(Data in this exercise)
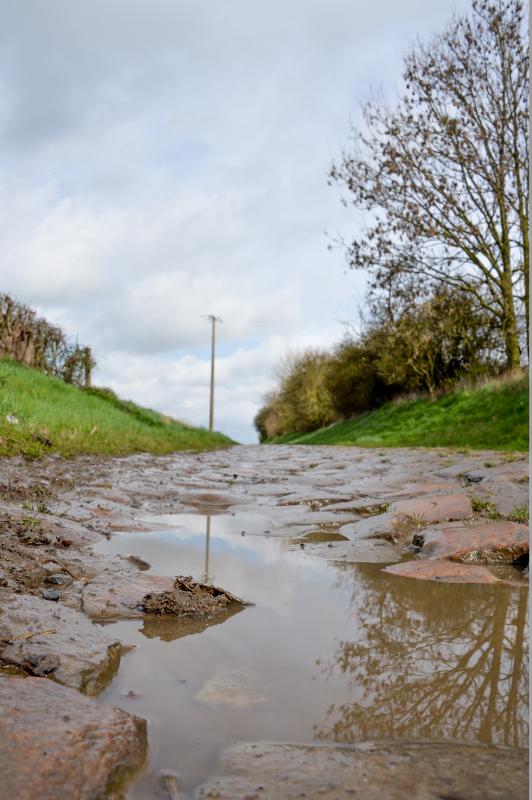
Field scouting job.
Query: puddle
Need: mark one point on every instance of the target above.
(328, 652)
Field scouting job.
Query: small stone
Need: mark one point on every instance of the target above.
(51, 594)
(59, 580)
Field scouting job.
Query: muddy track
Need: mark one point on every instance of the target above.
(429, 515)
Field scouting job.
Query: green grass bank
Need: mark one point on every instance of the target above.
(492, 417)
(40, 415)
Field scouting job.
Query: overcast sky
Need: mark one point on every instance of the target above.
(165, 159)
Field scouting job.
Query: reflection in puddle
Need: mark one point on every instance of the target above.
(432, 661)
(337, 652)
==
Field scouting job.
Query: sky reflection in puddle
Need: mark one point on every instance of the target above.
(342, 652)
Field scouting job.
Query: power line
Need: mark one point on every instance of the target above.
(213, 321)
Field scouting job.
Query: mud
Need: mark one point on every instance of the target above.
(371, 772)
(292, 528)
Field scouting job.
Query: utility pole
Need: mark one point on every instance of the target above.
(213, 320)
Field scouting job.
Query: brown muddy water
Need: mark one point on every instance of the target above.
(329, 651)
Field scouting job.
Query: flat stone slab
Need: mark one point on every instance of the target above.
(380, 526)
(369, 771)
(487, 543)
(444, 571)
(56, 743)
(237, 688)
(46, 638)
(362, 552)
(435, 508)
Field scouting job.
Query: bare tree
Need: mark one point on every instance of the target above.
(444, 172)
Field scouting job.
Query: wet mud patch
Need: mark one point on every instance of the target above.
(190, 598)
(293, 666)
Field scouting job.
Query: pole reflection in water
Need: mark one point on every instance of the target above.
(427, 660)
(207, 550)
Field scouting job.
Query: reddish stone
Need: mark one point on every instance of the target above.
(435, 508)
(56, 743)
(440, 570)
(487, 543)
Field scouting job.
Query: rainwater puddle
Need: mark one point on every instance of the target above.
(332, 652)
---
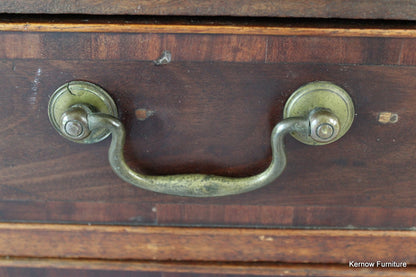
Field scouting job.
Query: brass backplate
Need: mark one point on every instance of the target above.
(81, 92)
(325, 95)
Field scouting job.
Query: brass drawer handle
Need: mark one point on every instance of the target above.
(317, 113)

(Requirement) Search the entries above for lines containing the word "puddle", and copy each one.

(Output)
Query: puddle
Query: reflection in puddle
Query: sky reflection in puddle
Query: rainwater puddle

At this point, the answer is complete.